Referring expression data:
● ● ● ● ● ● ●

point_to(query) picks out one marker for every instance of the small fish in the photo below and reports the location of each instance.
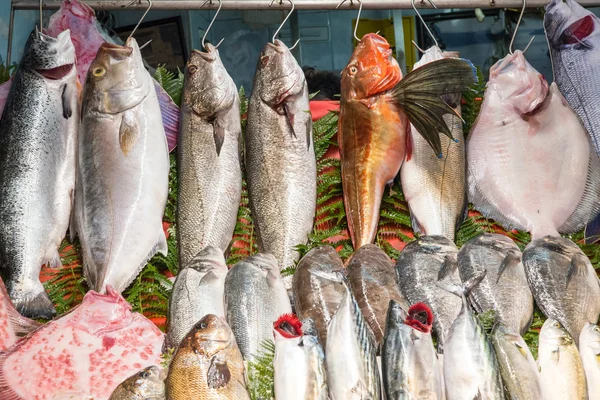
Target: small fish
(207, 364)
(374, 283)
(317, 297)
(519, 371)
(299, 362)
(589, 349)
(421, 264)
(561, 370)
(255, 297)
(563, 282)
(148, 384)
(471, 370)
(198, 290)
(411, 368)
(504, 289)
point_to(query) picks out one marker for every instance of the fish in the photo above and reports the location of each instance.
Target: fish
(209, 170)
(558, 190)
(436, 188)
(373, 280)
(207, 364)
(504, 290)
(376, 106)
(410, 364)
(316, 297)
(561, 370)
(351, 352)
(123, 170)
(420, 265)
(198, 291)
(518, 368)
(299, 362)
(101, 336)
(255, 297)
(147, 384)
(13, 325)
(471, 370)
(563, 282)
(279, 156)
(38, 139)
(589, 350)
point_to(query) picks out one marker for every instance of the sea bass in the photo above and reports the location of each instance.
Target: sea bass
(411, 368)
(207, 365)
(209, 169)
(557, 189)
(375, 109)
(421, 264)
(563, 282)
(255, 297)
(436, 188)
(315, 296)
(90, 350)
(299, 363)
(198, 290)
(589, 349)
(517, 366)
(281, 168)
(471, 370)
(148, 384)
(561, 370)
(123, 169)
(504, 289)
(38, 139)
(374, 283)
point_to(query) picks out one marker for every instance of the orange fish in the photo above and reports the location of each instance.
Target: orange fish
(376, 109)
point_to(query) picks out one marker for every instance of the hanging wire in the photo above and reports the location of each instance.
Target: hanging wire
(284, 21)
(357, 18)
(512, 40)
(210, 25)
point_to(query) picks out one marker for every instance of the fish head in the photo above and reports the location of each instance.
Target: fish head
(51, 57)
(517, 83)
(208, 87)
(372, 69)
(278, 75)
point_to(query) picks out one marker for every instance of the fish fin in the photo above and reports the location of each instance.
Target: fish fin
(218, 374)
(128, 132)
(170, 115)
(418, 94)
(512, 259)
(450, 265)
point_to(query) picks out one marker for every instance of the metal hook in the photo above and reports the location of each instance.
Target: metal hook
(141, 19)
(284, 21)
(210, 25)
(357, 18)
(423, 21)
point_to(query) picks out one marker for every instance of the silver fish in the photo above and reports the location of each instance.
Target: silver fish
(255, 297)
(210, 176)
(123, 169)
(198, 290)
(471, 370)
(519, 370)
(436, 188)
(374, 283)
(279, 156)
(420, 265)
(411, 368)
(563, 282)
(589, 350)
(38, 139)
(561, 370)
(504, 289)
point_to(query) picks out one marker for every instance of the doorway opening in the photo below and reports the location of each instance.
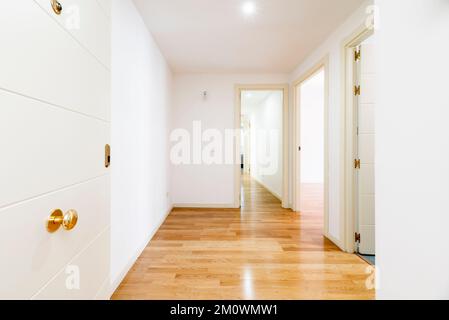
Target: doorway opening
(311, 135)
(310, 178)
(360, 145)
(262, 171)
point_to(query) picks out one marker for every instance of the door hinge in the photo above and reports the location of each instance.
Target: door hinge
(107, 156)
(357, 55)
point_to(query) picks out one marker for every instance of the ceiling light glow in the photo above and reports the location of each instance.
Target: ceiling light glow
(249, 8)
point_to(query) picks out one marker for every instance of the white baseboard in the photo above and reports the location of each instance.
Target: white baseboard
(204, 206)
(116, 282)
(335, 241)
(269, 189)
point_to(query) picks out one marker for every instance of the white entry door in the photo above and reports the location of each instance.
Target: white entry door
(54, 125)
(366, 103)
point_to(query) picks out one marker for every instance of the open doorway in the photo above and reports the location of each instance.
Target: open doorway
(310, 182)
(262, 171)
(311, 196)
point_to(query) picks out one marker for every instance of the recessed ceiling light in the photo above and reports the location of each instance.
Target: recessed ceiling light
(249, 8)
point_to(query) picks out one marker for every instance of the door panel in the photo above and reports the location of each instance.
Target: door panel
(30, 255)
(366, 149)
(93, 267)
(54, 124)
(47, 148)
(41, 60)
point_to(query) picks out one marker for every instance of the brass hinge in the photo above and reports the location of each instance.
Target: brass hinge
(357, 55)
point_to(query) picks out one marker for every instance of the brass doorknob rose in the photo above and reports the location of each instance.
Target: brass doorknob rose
(57, 219)
(57, 7)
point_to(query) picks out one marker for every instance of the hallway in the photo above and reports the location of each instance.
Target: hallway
(259, 252)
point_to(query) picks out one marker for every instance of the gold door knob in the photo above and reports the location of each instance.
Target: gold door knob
(57, 7)
(57, 219)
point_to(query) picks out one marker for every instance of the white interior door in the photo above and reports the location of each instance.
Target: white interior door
(365, 148)
(54, 125)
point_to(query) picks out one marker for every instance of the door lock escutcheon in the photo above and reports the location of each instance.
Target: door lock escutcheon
(57, 6)
(57, 219)
(107, 156)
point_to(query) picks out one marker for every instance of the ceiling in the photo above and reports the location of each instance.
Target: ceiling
(215, 35)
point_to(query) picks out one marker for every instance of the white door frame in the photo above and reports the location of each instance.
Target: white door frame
(348, 147)
(285, 142)
(323, 64)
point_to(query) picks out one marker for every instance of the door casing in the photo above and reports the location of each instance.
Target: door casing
(285, 140)
(348, 197)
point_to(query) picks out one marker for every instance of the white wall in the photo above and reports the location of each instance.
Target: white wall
(209, 185)
(332, 48)
(412, 162)
(312, 129)
(141, 90)
(266, 142)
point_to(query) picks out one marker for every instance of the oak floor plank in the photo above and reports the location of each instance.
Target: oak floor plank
(258, 252)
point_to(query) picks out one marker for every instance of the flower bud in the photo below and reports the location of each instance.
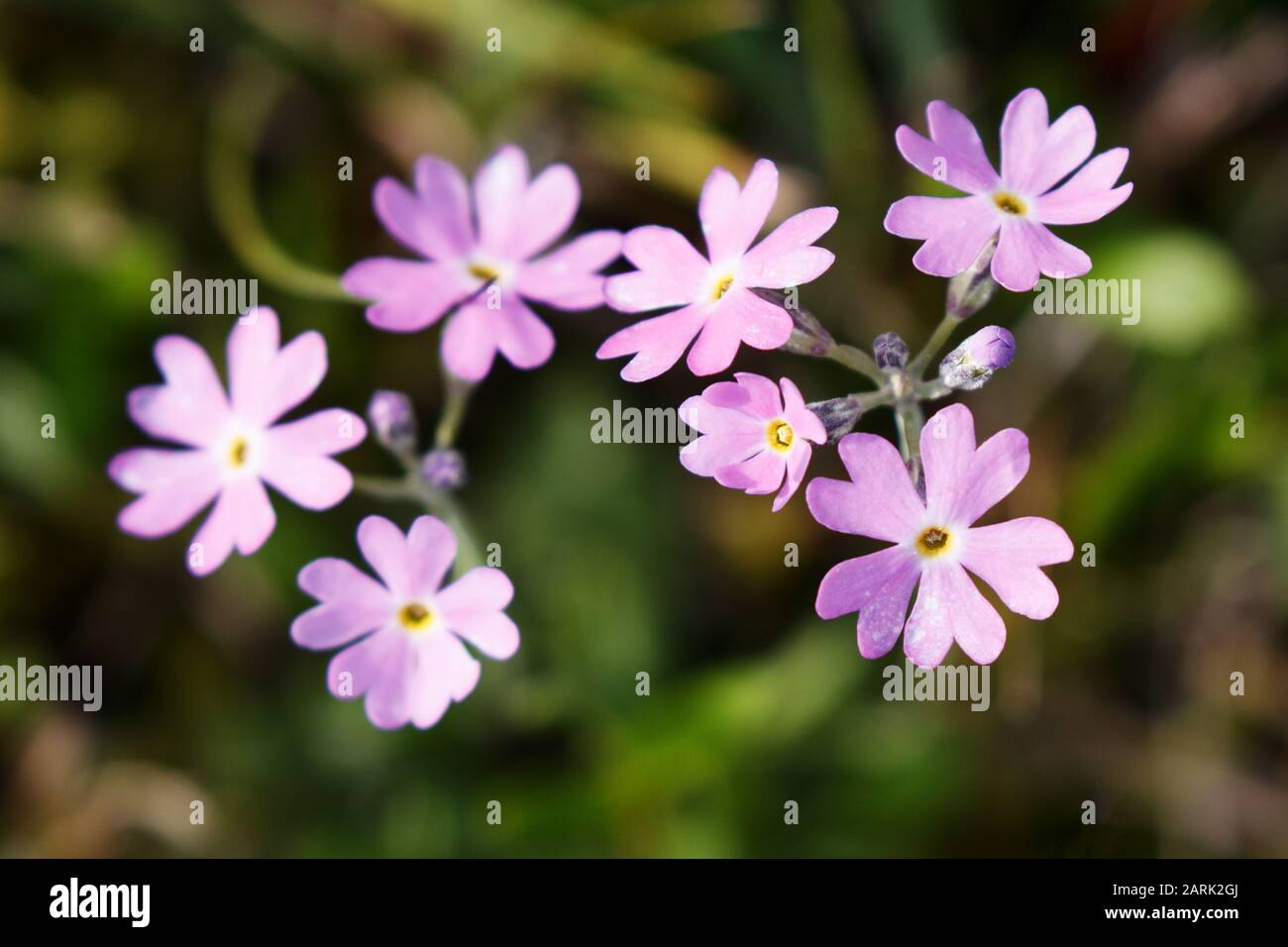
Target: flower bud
(973, 363)
(443, 470)
(393, 420)
(890, 351)
(970, 290)
(838, 415)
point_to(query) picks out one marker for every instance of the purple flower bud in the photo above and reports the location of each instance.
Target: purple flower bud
(443, 470)
(890, 351)
(973, 363)
(393, 420)
(838, 415)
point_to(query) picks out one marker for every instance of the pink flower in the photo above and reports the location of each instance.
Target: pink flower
(232, 449)
(751, 437)
(935, 541)
(485, 269)
(715, 290)
(1035, 157)
(406, 634)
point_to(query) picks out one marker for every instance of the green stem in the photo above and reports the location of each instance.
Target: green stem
(855, 360)
(917, 367)
(456, 399)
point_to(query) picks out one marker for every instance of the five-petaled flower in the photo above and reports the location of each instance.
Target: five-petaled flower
(935, 541)
(483, 264)
(752, 437)
(715, 290)
(232, 446)
(1019, 201)
(406, 633)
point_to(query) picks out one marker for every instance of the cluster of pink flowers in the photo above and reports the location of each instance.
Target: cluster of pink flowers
(484, 257)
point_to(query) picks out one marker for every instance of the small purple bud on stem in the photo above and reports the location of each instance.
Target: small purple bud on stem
(973, 363)
(970, 290)
(890, 351)
(838, 415)
(393, 420)
(443, 470)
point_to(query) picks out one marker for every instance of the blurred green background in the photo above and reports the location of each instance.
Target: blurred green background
(223, 163)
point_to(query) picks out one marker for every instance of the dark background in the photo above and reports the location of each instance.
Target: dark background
(223, 163)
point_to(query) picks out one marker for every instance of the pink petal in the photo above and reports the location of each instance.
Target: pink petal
(879, 502)
(1089, 195)
(469, 342)
(191, 406)
(713, 451)
(730, 219)
(438, 672)
(1067, 145)
(1008, 557)
(670, 270)
(522, 337)
(339, 622)
(657, 343)
(331, 431)
(798, 462)
(408, 295)
(761, 324)
(472, 608)
(1024, 129)
(717, 342)
(877, 586)
(500, 185)
(761, 474)
(549, 206)
(953, 153)
(308, 480)
(996, 470)
(446, 231)
(785, 258)
(336, 579)
(760, 397)
(433, 222)
(804, 421)
(1025, 248)
(385, 549)
(947, 450)
(243, 517)
(430, 551)
(174, 486)
(954, 230)
(949, 608)
(568, 277)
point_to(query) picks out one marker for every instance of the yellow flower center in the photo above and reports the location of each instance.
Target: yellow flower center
(1010, 204)
(780, 434)
(934, 540)
(415, 617)
(481, 270)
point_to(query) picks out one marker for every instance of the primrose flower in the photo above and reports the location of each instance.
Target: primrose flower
(485, 265)
(752, 438)
(715, 291)
(1019, 201)
(935, 541)
(406, 633)
(973, 363)
(232, 447)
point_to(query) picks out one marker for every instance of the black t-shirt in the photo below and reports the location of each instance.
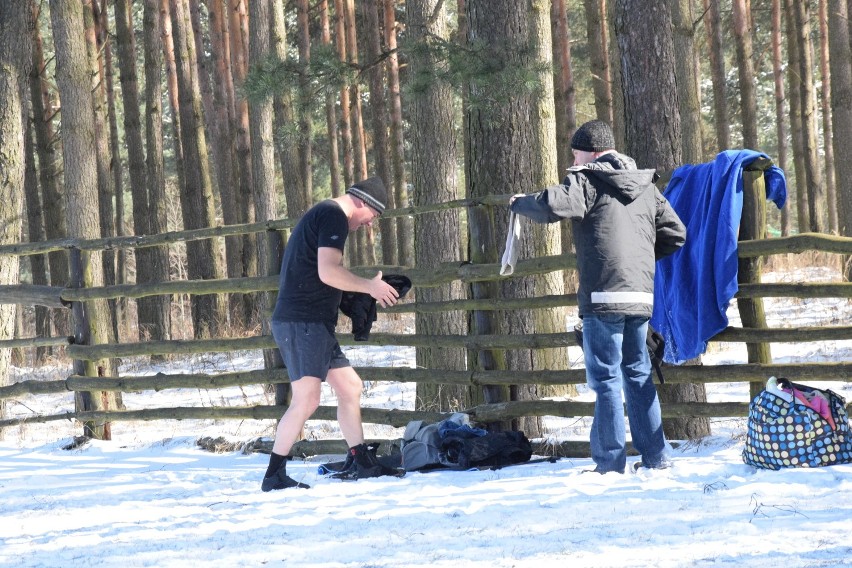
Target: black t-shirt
(302, 296)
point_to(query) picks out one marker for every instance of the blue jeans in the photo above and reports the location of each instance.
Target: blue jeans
(617, 357)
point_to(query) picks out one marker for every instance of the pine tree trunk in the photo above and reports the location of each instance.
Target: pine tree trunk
(378, 113)
(502, 130)
(103, 156)
(73, 78)
(158, 309)
(172, 85)
(404, 225)
(330, 113)
(14, 63)
(437, 235)
(780, 97)
(828, 134)
(566, 117)
(366, 239)
(53, 200)
(203, 257)
(223, 122)
(795, 95)
(596, 30)
(242, 305)
(644, 72)
(841, 112)
(713, 25)
(689, 101)
(745, 66)
(125, 43)
(123, 256)
(305, 100)
(616, 89)
(353, 246)
(35, 230)
(817, 206)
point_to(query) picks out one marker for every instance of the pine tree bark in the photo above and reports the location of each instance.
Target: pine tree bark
(563, 89)
(73, 78)
(841, 112)
(596, 31)
(616, 89)
(817, 206)
(222, 122)
(330, 112)
(780, 98)
(689, 100)
(404, 225)
(126, 47)
(203, 257)
(566, 116)
(103, 157)
(543, 239)
(645, 72)
(35, 230)
(501, 133)
(828, 135)
(53, 200)
(157, 311)
(305, 102)
(242, 305)
(745, 67)
(14, 63)
(366, 239)
(379, 119)
(713, 25)
(123, 256)
(795, 96)
(172, 85)
(434, 175)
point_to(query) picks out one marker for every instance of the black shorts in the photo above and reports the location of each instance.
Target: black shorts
(309, 349)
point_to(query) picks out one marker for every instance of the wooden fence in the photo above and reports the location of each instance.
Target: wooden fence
(754, 334)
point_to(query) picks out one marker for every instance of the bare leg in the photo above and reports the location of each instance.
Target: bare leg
(305, 400)
(347, 387)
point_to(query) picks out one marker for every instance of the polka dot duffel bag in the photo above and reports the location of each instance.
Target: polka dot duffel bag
(794, 425)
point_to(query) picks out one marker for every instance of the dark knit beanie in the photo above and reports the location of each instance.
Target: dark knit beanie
(372, 192)
(594, 136)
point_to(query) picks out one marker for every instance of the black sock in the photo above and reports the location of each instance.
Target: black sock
(275, 462)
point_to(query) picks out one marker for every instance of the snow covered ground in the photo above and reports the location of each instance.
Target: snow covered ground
(151, 497)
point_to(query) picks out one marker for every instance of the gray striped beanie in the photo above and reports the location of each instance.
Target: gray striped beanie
(371, 191)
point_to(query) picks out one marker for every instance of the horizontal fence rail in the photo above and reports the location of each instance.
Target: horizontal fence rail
(65, 297)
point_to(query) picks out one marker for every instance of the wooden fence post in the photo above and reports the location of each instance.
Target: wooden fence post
(81, 278)
(753, 226)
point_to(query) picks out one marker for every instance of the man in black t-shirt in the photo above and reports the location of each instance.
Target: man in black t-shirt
(313, 279)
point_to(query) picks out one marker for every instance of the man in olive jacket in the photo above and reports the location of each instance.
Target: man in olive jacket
(622, 224)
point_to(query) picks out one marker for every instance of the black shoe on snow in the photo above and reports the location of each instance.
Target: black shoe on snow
(366, 464)
(665, 463)
(280, 480)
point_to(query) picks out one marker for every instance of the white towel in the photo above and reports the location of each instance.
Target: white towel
(510, 255)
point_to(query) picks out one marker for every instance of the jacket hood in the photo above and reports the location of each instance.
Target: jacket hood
(620, 172)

● ● ● ● ● ● ●

> WORK TASK: Copy each line containing the word "below" from the data.

> RESPONSE FOR THIS EXERCISE:
point_to(query) picks out one marker for every instance of the small fish in the photo below and reports the location of each instance.
point_to(query) picks out one marker for every instance of the doorway opening in the photo below and reports the location of each instance.
point_to(query) picks out one marker for every instance of the flower bud in the photo below and reports the location of each instance.
point_to(query) picks out one marker for every instance of the black t-shirt in the photo below and reports the location of each instance.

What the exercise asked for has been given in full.